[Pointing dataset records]
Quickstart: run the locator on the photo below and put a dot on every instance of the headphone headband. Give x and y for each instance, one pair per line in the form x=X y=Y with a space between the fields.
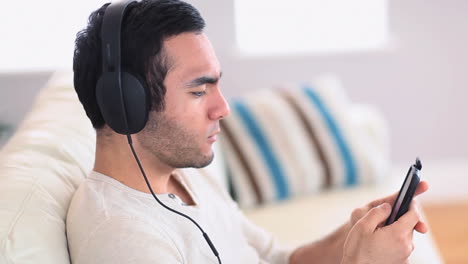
x=121 y=97
x=110 y=35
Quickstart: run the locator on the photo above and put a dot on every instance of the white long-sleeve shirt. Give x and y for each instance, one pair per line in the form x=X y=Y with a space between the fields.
x=109 y=222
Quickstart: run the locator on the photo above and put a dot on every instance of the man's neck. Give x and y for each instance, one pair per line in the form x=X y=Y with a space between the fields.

» Goal
Please rewrite every line of the records above as a numbered list, skipping blank lines and leaving the pictures out.

» The response
1. Quickstart: run the locator on the photo below and put a dot on every instance of the headphone headband. Give x and y for each instance, one pair per line in the form x=X y=Y with a space between the fields.
2. x=121 y=97
3. x=110 y=35
4. Quickstart: run the locator on the photo above and put a dot on every instance of the white long-sleeve shirt. Give x and y for each instance, one pair per line in the form x=X y=Y with a space between the fields.
5. x=109 y=222
6. Quickstart: run the locator on the photo above and put a dot on every instance of the man's neck. Give x and y for each instance, one pair per line in the form x=X y=Y with a space between the fields.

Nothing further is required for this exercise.